- [PROVIDED DATA]:
* START *

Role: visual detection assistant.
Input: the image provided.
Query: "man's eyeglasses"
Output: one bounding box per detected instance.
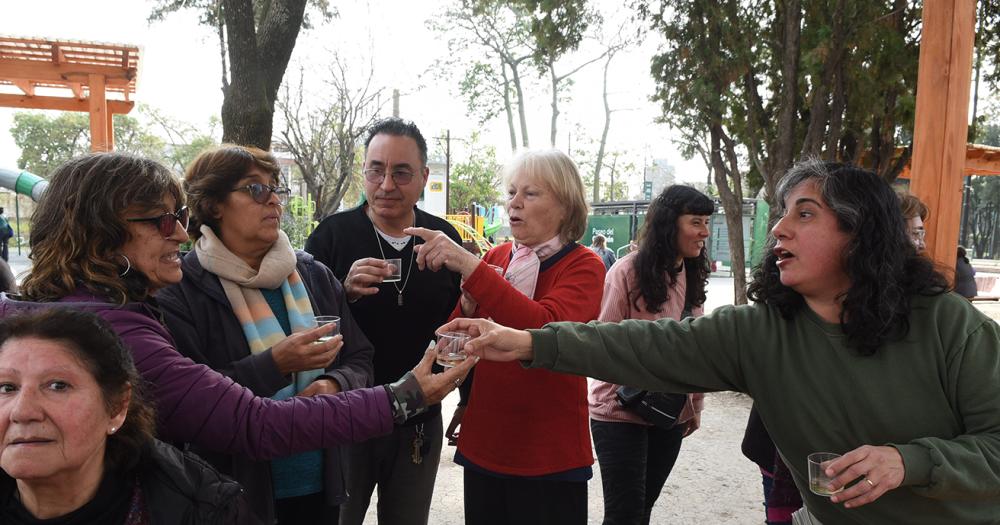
[364,168,413,186]
[125,206,191,237]
[230,182,291,204]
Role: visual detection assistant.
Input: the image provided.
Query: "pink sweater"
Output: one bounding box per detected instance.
[587,252,705,425]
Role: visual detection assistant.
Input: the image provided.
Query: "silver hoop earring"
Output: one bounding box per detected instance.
[118,253,132,277]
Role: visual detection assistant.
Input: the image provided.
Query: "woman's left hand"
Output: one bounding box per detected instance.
[403,227,479,279]
[295,377,340,397]
[826,445,906,508]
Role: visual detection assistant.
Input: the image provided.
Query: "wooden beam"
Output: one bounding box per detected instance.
[0,59,136,86]
[87,75,111,151]
[910,0,976,272]
[0,94,135,115]
[11,80,35,97]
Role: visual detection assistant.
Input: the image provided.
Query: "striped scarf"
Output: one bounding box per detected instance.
[194,225,315,354]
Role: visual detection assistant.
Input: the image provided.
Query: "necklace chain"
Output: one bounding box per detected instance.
[366,210,417,306]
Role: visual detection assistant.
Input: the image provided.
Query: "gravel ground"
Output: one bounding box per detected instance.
[365,392,764,525]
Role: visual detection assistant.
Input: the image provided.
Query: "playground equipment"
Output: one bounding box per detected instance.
[445,204,504,257]
[0,168,49,202]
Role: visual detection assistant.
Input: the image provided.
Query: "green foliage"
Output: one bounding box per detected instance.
[10,112,164,176]
[281,195,319,250]
[448,133,501,213]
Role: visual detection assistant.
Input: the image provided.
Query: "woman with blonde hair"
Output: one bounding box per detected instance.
[404,150,604,525]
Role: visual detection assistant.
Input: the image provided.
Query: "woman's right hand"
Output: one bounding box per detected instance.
[271,325,344,375]
[343,257,392,303]
[437,318,535,361]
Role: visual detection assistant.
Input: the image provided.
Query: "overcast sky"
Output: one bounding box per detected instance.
[0,0,706,191]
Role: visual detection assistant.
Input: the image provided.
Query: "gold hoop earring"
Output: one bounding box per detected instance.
[118,253,132,277]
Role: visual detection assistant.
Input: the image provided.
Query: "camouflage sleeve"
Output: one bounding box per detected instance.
[385,372,427,425]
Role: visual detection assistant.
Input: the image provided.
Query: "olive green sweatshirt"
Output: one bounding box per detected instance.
[530,293,1000,525]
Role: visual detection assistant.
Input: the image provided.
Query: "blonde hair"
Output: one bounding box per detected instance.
[503,149,588,242]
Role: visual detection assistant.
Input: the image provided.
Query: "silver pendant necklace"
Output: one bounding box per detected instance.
[366,210,417,306]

* END *

- [TASK DETAILS]: Return each line of the records above that contains the string "hoop", copied in full. Case counts when matching.

- [OUTPUT OF THE EXERCISE]:
Query: "silver hoop earring"
Query: "gold hoop earring"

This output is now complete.